# [Trecho selecionado]
Mais uma manhã perdida no verão
vai se arrefecendo. Acho que perdi um pouco a referência de anos, estações,
dias etc.
Aquela desorganização ordeira de
passos compromissados vai dando espaço a um silêncio desconfortável: aquele angustiante
hiato de tempo antes do soco - já previsto - acertar o estômago.
Caninos afiados (levemente gastos
pelo uso constante) começam a perfurar as expressões de vida cuspindo-as no
balde da rotina. Olho para todos estes zumbis vestidos de pressa e precisões
inadiáveis e luto contra a sensação de estar frente a um espelho sujo e
demasiado lúcido.
Queria sentir-me resignado, mas
algo em mim ainda refuta o papel de engrenagem. Então grito sem proferir som
algum; vocifero à minha alma com a intensidade inerente às coisas que já doeram
tanto que nem doem mais.

# [Dados armazenados]
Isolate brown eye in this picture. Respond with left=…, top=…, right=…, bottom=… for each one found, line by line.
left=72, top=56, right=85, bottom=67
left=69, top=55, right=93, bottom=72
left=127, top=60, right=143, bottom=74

# [Tarefas a cumprir]
1 > No trecho selecionado, que papel algo em quem fala ainda recusa?
2 > Resuma o parágrafo do trecho selecionado que começa com "Queria sentir-me resignado", conservando os fatos principais.
Não é preciso consultar o material para nada.

# [Lista de respostas]
1 > O papel de engrenagem.

2 > Quem fala gostaria de se resignar, mas algo dentro de si ainda recusa ser engrenagem. Por isso, grita sem emitir som algum e vocifera à própria alma com a intensidade das coisas que já doeram tanto que nem doem mais.